• Stated problem: Format every line of the records below as a JSON list of strings, one string per line, leaving out any blank lines.

• Records for processing:
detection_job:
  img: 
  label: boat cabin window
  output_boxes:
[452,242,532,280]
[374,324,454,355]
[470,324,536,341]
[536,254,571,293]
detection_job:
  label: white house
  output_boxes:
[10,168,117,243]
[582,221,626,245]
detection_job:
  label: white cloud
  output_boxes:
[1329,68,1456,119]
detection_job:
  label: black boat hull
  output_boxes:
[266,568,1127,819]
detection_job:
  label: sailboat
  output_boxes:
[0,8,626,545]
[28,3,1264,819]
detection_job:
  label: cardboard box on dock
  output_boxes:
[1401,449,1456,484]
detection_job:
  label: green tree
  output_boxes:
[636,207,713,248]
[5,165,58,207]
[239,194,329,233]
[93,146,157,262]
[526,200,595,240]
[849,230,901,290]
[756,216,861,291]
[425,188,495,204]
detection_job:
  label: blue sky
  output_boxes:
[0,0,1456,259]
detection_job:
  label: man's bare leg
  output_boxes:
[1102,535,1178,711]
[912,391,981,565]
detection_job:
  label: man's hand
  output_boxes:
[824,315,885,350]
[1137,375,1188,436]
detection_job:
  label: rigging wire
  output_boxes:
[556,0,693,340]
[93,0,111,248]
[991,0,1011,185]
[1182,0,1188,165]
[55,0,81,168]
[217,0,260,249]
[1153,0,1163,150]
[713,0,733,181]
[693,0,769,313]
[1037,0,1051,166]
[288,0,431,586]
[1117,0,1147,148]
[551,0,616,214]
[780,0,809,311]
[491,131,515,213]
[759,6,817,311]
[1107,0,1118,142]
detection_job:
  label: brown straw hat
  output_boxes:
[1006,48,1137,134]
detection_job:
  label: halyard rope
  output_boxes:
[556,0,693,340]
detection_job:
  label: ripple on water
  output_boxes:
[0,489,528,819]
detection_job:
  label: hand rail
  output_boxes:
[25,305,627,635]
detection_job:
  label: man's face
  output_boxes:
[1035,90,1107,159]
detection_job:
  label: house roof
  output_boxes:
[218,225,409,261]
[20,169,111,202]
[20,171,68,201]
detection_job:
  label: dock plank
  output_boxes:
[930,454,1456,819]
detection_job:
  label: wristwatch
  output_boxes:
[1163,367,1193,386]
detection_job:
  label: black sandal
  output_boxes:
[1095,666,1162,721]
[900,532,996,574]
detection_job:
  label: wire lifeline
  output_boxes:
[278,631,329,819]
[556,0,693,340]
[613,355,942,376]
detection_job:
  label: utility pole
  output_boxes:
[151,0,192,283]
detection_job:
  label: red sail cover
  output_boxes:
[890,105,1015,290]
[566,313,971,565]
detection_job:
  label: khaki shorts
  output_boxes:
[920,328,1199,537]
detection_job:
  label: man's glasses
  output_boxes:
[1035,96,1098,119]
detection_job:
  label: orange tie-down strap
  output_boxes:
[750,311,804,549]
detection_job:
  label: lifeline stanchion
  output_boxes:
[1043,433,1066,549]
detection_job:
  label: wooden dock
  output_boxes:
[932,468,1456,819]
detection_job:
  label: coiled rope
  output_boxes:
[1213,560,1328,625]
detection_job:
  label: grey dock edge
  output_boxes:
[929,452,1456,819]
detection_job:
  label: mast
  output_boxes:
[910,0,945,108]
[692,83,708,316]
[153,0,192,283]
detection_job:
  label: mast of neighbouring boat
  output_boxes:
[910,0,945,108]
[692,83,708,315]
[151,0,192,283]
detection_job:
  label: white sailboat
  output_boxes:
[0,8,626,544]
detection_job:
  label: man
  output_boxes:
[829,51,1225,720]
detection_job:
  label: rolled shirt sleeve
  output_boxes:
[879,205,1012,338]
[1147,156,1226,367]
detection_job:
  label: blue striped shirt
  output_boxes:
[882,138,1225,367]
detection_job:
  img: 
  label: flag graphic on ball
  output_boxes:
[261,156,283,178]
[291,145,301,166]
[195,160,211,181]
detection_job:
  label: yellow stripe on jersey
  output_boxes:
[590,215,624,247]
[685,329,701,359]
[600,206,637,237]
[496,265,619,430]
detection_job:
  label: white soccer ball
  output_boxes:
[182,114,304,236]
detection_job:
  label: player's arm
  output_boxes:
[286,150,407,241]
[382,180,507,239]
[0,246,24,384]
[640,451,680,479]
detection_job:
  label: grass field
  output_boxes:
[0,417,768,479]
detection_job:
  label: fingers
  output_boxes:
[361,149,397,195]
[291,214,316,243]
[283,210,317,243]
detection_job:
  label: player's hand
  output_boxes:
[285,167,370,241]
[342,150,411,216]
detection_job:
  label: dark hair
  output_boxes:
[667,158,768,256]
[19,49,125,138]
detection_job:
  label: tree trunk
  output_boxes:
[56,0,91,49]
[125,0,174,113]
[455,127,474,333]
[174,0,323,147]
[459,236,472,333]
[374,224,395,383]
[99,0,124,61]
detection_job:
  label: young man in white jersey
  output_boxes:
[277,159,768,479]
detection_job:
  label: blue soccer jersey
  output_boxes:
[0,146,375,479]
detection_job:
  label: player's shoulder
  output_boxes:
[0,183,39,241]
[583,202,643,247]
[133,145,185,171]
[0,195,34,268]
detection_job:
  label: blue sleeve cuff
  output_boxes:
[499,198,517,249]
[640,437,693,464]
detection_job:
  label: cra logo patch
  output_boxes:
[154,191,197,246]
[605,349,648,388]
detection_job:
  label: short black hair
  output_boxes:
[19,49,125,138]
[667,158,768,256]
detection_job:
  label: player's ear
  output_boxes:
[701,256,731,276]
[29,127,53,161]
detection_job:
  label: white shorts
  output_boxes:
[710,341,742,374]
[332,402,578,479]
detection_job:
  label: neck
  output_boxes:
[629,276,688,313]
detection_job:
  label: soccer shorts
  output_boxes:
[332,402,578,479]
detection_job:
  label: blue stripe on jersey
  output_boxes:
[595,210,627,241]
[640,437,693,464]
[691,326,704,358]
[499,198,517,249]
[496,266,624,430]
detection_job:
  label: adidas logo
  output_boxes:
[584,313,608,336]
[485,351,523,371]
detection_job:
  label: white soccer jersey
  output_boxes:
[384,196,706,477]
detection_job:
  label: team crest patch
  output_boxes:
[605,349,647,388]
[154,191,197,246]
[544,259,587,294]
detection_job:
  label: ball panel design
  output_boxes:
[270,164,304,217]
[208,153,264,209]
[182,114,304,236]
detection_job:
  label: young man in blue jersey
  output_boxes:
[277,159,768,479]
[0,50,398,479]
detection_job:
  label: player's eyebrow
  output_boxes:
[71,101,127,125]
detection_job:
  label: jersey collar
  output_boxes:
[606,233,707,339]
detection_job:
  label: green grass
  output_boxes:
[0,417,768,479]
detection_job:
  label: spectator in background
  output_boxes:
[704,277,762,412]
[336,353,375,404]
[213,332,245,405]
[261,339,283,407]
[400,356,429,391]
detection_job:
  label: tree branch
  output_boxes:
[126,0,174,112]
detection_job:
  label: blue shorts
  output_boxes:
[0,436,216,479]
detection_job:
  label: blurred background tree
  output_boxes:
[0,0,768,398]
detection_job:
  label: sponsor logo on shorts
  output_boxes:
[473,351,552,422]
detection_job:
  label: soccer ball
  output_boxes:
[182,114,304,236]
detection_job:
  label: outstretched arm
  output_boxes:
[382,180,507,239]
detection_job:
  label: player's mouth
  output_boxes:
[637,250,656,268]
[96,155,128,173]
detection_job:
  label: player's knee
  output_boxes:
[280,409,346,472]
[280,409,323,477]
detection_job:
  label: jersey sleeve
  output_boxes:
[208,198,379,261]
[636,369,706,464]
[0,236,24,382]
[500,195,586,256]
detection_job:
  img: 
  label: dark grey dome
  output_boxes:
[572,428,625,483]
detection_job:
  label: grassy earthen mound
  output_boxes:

• Written response:
[
  "detection_job:",
  "  img: ",
  "  label: boat cabin window",
  "  output_boxes:",
  "[452,242,532,280]",
  "[374,324,454,355]",
  "[470,324,536,341]",
  "[536,254,571,293]",
  "detection_job:",
  "  label: white house",
  "  output_boxes:",
  "[10,168,117,243]",
  "[582,221,626,245]",
  "detection_job:",
  "  label: white cloud",
  "  output_boxes:",
  "[1329,68,1456,119]",
  "detection_job:",
  "  label: black boat hull",
  "  output_boxes:",
  "[266,568,1127,819]",
  "detection_job:",
  "  label: sailboat",
  "  output_boxes:",
  "[0,8,626,545]",
  "[28,3,1264,819]",
  "detection_job:",
  "  label: cardboard box on dock",
  "  output_boxes:",
  "[1401,449,1456,484]",
  "detection_job:",
  "  label: green tree",
  "  output_boxes:",
  "[636,207,713,248]",
  "[5,165,58,207]",
  "[239,194,329,233]",
  "[93,146,157,262]",
  "[526,200,595,240]",
  "[849,230,901,290]",
  "[756,216,861,291]",
  "[425,188,495,204]",
  "detection_job:",
  "  label: blue sky",
  "  output_boxes:",
  "[0,0,1456,259]",
  "detection_job:",
  "  label: man's bare leg",
  "  output_boxes:",
  "[1102,535,1178,711]",
  "[912,391,981,565]",
  "detection_job:",
  "  label: man's hand",
  "  output_boxes:",
  "[824,315,885,350]",
  "[1137,375,1188,436]",
  "detection_job:",
  "  label: rigging wire",
  "  output_boxes:",
  "[556,0,693,340]",
  "[93,0,111,248]",
  "[991,0,1011,185]",
  "[1182,0,1188,165]",
  "[55,0,81,168]",
  "[217,0,260,249]",
  "[1153,0,1163,150]",
  "[713,0,733,181]",
  "[693,0,769,313]",
  "[1037,0,1051,166]",
  "[288,0,431,586]",
  "[1117,0,1147,148]",
  "[551,0,616,214]",
  "[780,0,809,311]",
  "[491,131,515,213]",
  "[759,6,817,311]",
  "[1107,0,1118,142]",
  "detection_job:",
  "  label: brown straw hat",
  "  output_boxes:",
  "[1006,48,1137,134]",
  "detection_job:",
  "  label: halyard rope",
  "  output_boxes:",
  "[556,0,693,340]",
  "detection_job:",
  "  label: ripple on water",
  "  output_boxes:",
  "[0,489,528,819]",
  "detection_job:",
  "  label: hand rail",
  "  output_boxes:",
  "[25,305,627,635]",
  "detection_job:",
  "  label: man's face",
  "  output_boxes:",
  "[1035,90,1107,159]",
  "detection_job:",
  "  label: house roof",
  "  output_boxes:",
  "[218,225,409,261]",
  "[20,169,111,202]",
  "[20,171,68,201]",
  "detection_job:",
  "  label: dock plank",
  "  output_boxes:",
  "[930,454,1456,819]",
  "detection_job:",
  "  label: wristwatch",
  "  output_boxes:",
  "[1163,367,1193,386]",
  "detection_job:",
  "  label: black sandal",
  "  output_boxes:",
  "[1095,666,1162,721]",
  "[900,532,996,574]",
  "detection_job:",
  "  label: wire lifeline",
  "  output_boxes:",
  "[278,631,329,819]",
  "[556,0,693,340]",
  "[613,355,942,376]",
  "detection_job:",
  "  label: utility pole",
  "  output_boxes:",
  "[151,0,192,283]",
  "detection_job:",
  "  label: red sail cover",
  "  output_boxes:",
  "[890,105,1015,290]",
  "[566,313,971,565]",
  "detection_job:",
  "  label: khaki shorts",
  "  output_boxes:",
  "[920,328,1199,537]",
  "detection_job:",
  "  label: man's glasses",
  "  output_boxes:",
  "[1035,96,1098,119]",
  "detection_job:",
  "  label: orange tie-down strap",
  "  output_boxes:",
  "[750,311,804,549]",
  "detection_job:",
  "  label: lifeline stanchion",
  "  output_boxes:",
  "[1043,433,1066,549]",
  "detection_job:",
  "  label: wooden dock",
  "  output_boxes:",
  "[932,468,1456,819]",
  "detection_job:",
  "  label: coiled rope",
  "  output_boxes:",
  "[1213,560,1328,625]",
  "detection_job:",
  "  label: grey dock edge",
  "  output_boxes:",
  "[929,452,1456,819]",
  "detection_job:",
  "  label: mast",
  "  output_boxes:",
  "[910,0,945,108]",
  "[692,83,708,316]",
  "[153,0,192,283]",
  "detection_job:",
  "  label: mast of neighbouring boat",
  "  output_boxes:",
  "[910,0,945,108]",
  "[692,83,708,315]",
  "[151,0,192,283]",
  "detection_job:",
  "  label: white sailboat",
  "  output_boxes:",
  "[0,8,626,544]",
  "detection_job:",
  "  label: man",
  "  output_boxes:",
  "[829,51,1225,720]",
  "detection_job:",
  "  label: rolled shirt sleeve",
  "  output_boxes:",
  "[879,205,1012,338]",
  "[1147,156,1226,367]",
  "detection_job:",
  "  label: blue striped shirt",
  "  output_boxes:",
  "[882,138,1225,367]",
  "detection_job:",
  "  img: ",
  "  label: flag graphic on ball",
  "  output_boxes:",
  "[261,156,283,178]",
  "[291,145,301,166]",
  "[195,160,211,181]",
  "detection_job:",
  "  label: yellow stripe on jersey",
  "  output_boxes:",
  "[590,215,624,247]",
  "[685,329,701,359]",
  "[600,206,637,237]",
  "[496,265,619,430]",
  "detection_job:",
  "  label: white soccer ball",
  "  output_boxes:",
  "[182,114,304,236]",
  "detection_job:",
  "  label: player's arm",
  "  output_boxes:",
  "[286,150,407,241]",
  "[382,180,507,239]",
  "[0,246,24,384]",
  "[640,451,680,479]",
  "detection_job:",
  "  label: grass field",
  "  output_boxes:",
  "[0,417,768,479]",
  "detection_job:",
  "  label: fingers",
  "  output_boxes:",
  "[361,149,397,195]",
  "[291,214,316,243]",
  "[283,210,317,243]",
  "detection_job:",
  "  label: player's hand",
  "  output_boxes:",
  "[285,167,370,241]",
  "[342,150,411,216]",
  "detection_job:",
  "  label: dark hair",
  "  output_boxes:",
  "[667,158,768,256]",
  "[19,49,125,138]",
  "detection_job:",
  "  label: tree trunk",
  "  output_boxes:",
  "[56,0,91,49]",
  "[125,0,174,113]",
  "[455,127,474,333]",
  "[174,0,323,147]",
  "[459,236,472,333]",
  "[374,224,395,383]",
  "[99,0,124,61]",
  "detection_job:",
  "  label: young man in white jersey",
  "  output_boxes:",
  "[277,159,768,479]",
  "detection_job:",
  "  label: blue soccer jersey",
  "  output_boxes:",
  "[0,146,375,479]",
  "detection_job:",
  "  label: player's shoulder",
  "  output_boxes:",
  "[0,183,39,241]",
  "[583,202,643,247]",
  "[133,145,185,171]",
  "[0,195,34,268]",
  "detection_job:",
  "  label: blue sleeve cuff",
  "  output_boxes:",
  "[499,198,517,249]",
  "[640,437,693,464]",
  "detection_job:",
  "  label: cra logo patch",
  "  output_boxes:",
  "[154,191,197,246]",
  "[605,349,648,388]",
  "detection_job:",
  "  label: short black hair",
  "  output_boxes:",
  "[19,49,125,138]",
  "[667,158,768,256]",
  "detection_job:",
  "  label: player's ear",
  "  output_boxes:",
  "[701,256,731,276]",
  "[29,127,53,161]",
  "detection_job:",
  "  label: white shorts",
  "  output_boxes:",
  "[710,341,742,374]",
  "[332,402,578,479]",
  "detection_job:",
  "  label: neck",
  "  output_boxes:",
  "[629,276,688,313]",
  "detection_job:",
  "  label: soccer shorts",
  "  output_boxes:",
  "[332,402,578,479]",
  "detection_job:",
  "  label: blue stripe on jersey",
  "  output_boxes:",
  "[595,210,627,241]",
  "[640,437,693,464]",
  "[691,326,704,358]",
  "[499,198,517,249]",
  "[496,266,624,430]",
  "detection_job:",
  "  label: adidas logo",
  "  output_boxes:",
  "[584,313,608,336]",
  "[485,351,523,371]",
  "detection_job:",
  "  label: white soccer jersey",
  "  output_boxes:",
  "[384,196,706,477]",
  "detection_job:",
  "  label: team crest patch",
  "  output_boxes:",
  "[605,349,647,388]",
  "[154,191,197,246]",
  "[544,259,587,294]",
  "detection_job:",
  "  label: ball panel design",
  "  output_boxes:",
  "[270,164,304,217]",
  "[208,153,264,209]",
  "[182,114,304,236]",
  "detection_job:",
  "  label: young man in blue jersey",
  "  output_boxes:",
  "[277,159,768,479]",
  "[0,50,398,479]",
  "detection_job:",
  "  label: player's eyebrow",
  "  output_boxes:",
  "[71,101,127,125]",
  "detection_job:",
  "  label: jersey collar",
  "  output_boxes:",
  "[606,233,707,339]",
  "detection_job:",
  "  label: green grass",
  "  output_boxes:",
  "[0,417,768,479]",
  "detection_job:",
  "  label: spectator in background",
  "  output_boxes:",
  "[704,277,762,412]",
  "[336,353,375,404]",
  "[213,332,245,405]",
  "[261,339,283,407]",
  "[400,356,429,391]",
  "detection_job:",
  "  label: tree branch",
  "  output_boxes:",
  "[126,0,174,112]",
  "detection_job:",
  "  label: blue shorts",
  "  output_boxes:",
  "[0,436,216,479]",
  "detection_job:",
  "  label: blurred background tree",
  "  output_boxes:",
  "[0,0,768,398]",
  "detection_job:",
  "  label: sponsor logo on shorts",
  "  output_boxes:",
  "[473,351,552,422]",
  "detection_job:",
  "  label: soccer ball",
  "  output_boxes:",
  "[182,114,304,236]",
  "detection_job:",
  "  label: outstretched arm",
  "  output_boxes:",
  "[382,180,507,239]",
  "detection_job:",
  "  label: player's mouth",
  "  output_boxes:",
  "[637,250,656,268]",
  "[96,155,128,173]",
  "detection_job:",
  "  label: player's knee",
  "  output_boxes:",
  "[280,409,346,472]",
  "[280,409,323,477]",
  "detection_job:",
  "  label: jersey sleeve",
  "  output_boxes:",
  "[208,198,379,261]",
  "[636,369,706,464]",
  "[0,236,24,382]",
  "[500,195,586,256]",
  "detection_job:",
  "  img: ",
  "  label: dark grey dome",
  "  output_boxes:",
  "[572,428,625,483]",
  "detection_job:",
  "  label: grassy earthen mound",
  "  output_boxes:"
]